◆ **Extracted entries**

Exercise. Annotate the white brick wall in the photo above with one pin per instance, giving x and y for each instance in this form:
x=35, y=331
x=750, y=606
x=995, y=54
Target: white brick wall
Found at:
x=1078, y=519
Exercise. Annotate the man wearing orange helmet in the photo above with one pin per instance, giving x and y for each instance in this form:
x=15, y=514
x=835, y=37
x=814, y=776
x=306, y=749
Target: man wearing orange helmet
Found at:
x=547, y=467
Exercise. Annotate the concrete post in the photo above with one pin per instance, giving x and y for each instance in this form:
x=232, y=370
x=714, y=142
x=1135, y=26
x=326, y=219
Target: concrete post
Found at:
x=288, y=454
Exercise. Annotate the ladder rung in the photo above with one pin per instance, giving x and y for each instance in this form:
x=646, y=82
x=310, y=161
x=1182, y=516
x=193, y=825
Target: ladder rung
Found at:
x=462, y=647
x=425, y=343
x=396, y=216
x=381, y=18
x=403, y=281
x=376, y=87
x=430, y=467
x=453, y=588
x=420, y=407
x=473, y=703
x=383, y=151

◆ **Problem to work on**
Rewrite the entire listing above, substituting "Located at" for every occurrence of "Found at" and leaving all other text unchanged.

◆ **Result of this exercise**
Exercise. Annotate the white brick wall in the photo above with one pin per instance, giving x and y for each instance in this form:
x=35, y=331
x=750, y=606
x=995, y=54
Target: white brick wall
Located at:
x=1078, y=519
Exercise. Annotate the man wearing orange helmet in the photo above with one pin per instance, giving x and y for each instance in this form:
x=15, y=514
x=835, y=37
x=814, y=776
x=306, y=749
Target: man wearing orange helmet
Located at:
x=547, y=467
Exercise. Annotate the concrete post in the photo above with one pin per instance, giving x and y for each instance in this form:
x=232, y=370
x=714, y=142
x=1135, y=26
x=326, y=219
Target: concrete post
Located at:
x=288, y=454
Exercise. Annotate the ladder rung in the photo above with one pin per instance, giving x and y for each instance in this form:
x=646, y=82
x=310, y=161
x=1182, y=516
x=193, y=825
Target: ladder rung
Located at:
x=462, y=647
x=425, y=343
x=396, y=216
x=381, y=18
x=403, y=281
x=376, y=87
x=430, y=467
x=453, y=588
x=420, y=407
x=473, y=703
x=383, y=151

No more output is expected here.